◆ **REQUIRED TASKS**:
**a.** Summarize the NCAA opinion piece in two sentences.
**b.** Copy the part of the NCAA opinion piece from "We are all witness" to "institutions to abide." with no changes.

◆ **GIVEN PASSAGE**:

The Hypocrisy of the NCAA: Mark Emmert and Gordon Gee, Two Good Ol' Boys

Derrick StacyCorrespondent IIAugust 1, 2011

WASHINGTON - MARCH 17:  NCAA President Mark Emmert address the media during a press conference before the second round of the 2011 NCAA men's basketball tournament at the Verizon Center on March 17, 2011 in Washington, DC.  (Photo by Nick Laham/Getty Images)
Nick Laham/Getty Images

We have all sat back on our heels, watching the NCAA run roughshod throughout the collegiate athletics scene.  They pick and choose whom they determine worthy of a significant lambasting and relaxing their large hammer on programs that have a certain standing within the political hierarchy that exists in Indianapolis.

We are all witness to the irrefutable evidence that exists in regards to their inexplicable disdain to treat every situation, or crime, in a similar fashion.  A school like Georgia Tech, in the friendly confines of Atlanta, was stripped of their 2009 ACC championship and forced to pay a stout $100,000 dollar fine for a measly $312 worth of clothing. Meanwhile, in Columbus, a program was skirting every rule declared in the large, albeit archaic, rulebook that Mark Emmert and the NCAA power structure forces NCAA member institutions to abide.

Deals on cars, tattoos and god knows what else, all in exchange for signed memorabilia  that players had so kindly struck with their pen in hand. Players dating back to the early 2000's, such as Maurice Clarett and Mark Titus, a blogger at Club Trillion and former walk-on for the basketball program, came forth and declared that this had been a common practice in and around C-BUS,  as it is affectionately known,  throughout the Tressell tenure, not just during the Terrelle Pryor enrollment.

Their punishment? A couple of suspensions, the "dismissal"  of a rogue coach and player and a few vacated wins, all self-imposed, and somehow avoiding the dangerous terminology of "lack of institutional control."

◆ **ENTRIES PROVIDED**:
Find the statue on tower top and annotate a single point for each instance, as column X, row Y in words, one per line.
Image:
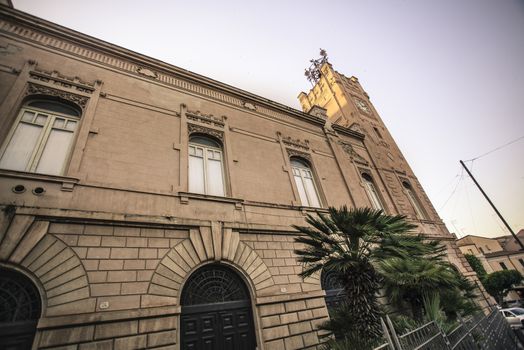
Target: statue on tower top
column 313, row 72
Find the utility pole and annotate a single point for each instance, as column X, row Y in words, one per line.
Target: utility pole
column 493, row 206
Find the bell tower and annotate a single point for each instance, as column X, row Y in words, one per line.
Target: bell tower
column 347, row 104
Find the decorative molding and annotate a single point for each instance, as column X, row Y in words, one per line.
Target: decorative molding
column 250, row 106
column 208, row 119
column 199, row 129
column 147, row 72
column 356, row 127
column 296, row 153
column 35, row 89
column 353, row 155
column 63, row 81
column 296, row 143
column 166, row 75
column 9, row 49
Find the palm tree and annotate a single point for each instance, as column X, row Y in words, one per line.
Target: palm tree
column 412, row 279
column 350, row 242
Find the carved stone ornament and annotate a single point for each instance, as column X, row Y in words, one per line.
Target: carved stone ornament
column 297, row 143
column 147, row 72
column 199, row 129
column 62, row 81
column 356, row 127
column 353, row 155
column 208, row 119
column 250, row 106
column 296, row 153
column 9, row 49
column 35, row 89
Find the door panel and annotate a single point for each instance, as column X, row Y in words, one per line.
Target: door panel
column 218, row 328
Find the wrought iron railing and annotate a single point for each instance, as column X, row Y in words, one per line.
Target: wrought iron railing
column 480, row 332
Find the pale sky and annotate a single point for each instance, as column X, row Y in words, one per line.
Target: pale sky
column 446, row 76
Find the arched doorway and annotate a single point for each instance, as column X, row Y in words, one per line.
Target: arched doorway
column 20, row 309
column 335, row 293
column 216, row 311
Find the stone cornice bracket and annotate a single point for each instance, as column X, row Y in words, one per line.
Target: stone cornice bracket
column 199, row 129
column 36, row 89
column 208, row 119
column 353, row 155
column 249, row 106
column 295, row 143
column 147, row 72
column 296, row 153
column 62, row 81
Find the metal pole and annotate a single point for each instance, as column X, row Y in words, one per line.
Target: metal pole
column 493, row 206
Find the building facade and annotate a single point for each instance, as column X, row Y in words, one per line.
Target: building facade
column 146, row 206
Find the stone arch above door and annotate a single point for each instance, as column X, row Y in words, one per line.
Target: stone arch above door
column 60, row 273
column 208, row 244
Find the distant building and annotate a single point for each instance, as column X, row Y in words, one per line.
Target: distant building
column 496, row 254
column 146, row 206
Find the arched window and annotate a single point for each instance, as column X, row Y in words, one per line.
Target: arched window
column 206, row 172
column 413, row 200
column 20, row 309
column 335, row 293
column 372, row 192
column 305, row 182
column 216, row 311
column 41, row 139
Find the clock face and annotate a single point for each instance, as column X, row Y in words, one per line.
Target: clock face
column 362, row 106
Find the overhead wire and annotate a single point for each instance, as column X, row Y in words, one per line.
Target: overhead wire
column 495, row 149
column 460, row 178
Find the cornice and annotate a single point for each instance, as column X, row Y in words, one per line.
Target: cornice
column 347, row 131
column 20, row 24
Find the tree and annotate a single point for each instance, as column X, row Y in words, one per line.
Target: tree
column 499, row 283
column 476, row 265
column 348, row 242
column 411, row 279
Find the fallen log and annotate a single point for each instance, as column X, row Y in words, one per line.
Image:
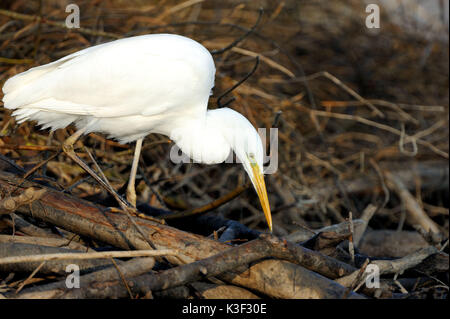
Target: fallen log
column 100, row 223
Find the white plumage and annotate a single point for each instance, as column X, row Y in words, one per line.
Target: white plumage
column 135, row 86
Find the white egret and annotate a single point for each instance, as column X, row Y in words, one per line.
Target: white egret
column 135, row 86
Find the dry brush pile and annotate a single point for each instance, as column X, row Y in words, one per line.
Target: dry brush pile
column 362, row 175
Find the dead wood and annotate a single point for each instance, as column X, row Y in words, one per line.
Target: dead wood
column 305, row 284
column 57, row 267
column 212, row 291
column 99, row 223
column 417, row 215
column 107, row 283
column 45, row 241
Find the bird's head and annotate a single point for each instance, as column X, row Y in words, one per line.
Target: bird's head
column 246, row 143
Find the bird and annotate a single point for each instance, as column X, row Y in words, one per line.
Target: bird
column 132, row 87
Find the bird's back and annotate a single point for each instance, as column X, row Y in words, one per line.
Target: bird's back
column 147, row 76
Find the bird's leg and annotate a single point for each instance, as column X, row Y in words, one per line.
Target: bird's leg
column 68, row 149
column 131, row 192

◆ **SOLUTION SET**:
**a.** The NCAA opinion piece argues that the NCAA treats violations inconsistently, punishing some programs harshly while going easy on those with standing in its political hierarchy. It contrasts Georgia Tech losing its 2009 ACC championship and paying a $100,000 fine over $312 of clothing with a Columbus program whose players traded signed memorabilia for deals on cars and tattoos yet drew only suspensions, a dismissal and vacated wins, all self-imposed.

**b.**
We are all witness to the irrefutable evidence that exists in regards to their inexplicable disdain to treat every situation, or crime, in a similar fashion.  A school like Georgia Tech, in the friendly confines of Atlanta, was stripped of their 2009 ACC championship and forced to pay a stout $100,000 dollar fine for a measly $312 worth of clothing. Meanwhile, in Columbus, a program was skirting every rule declared in the large, albeit archaic, rulebook that Mark Emmert and the NCAA power structure forces NCAA member institutions to abide.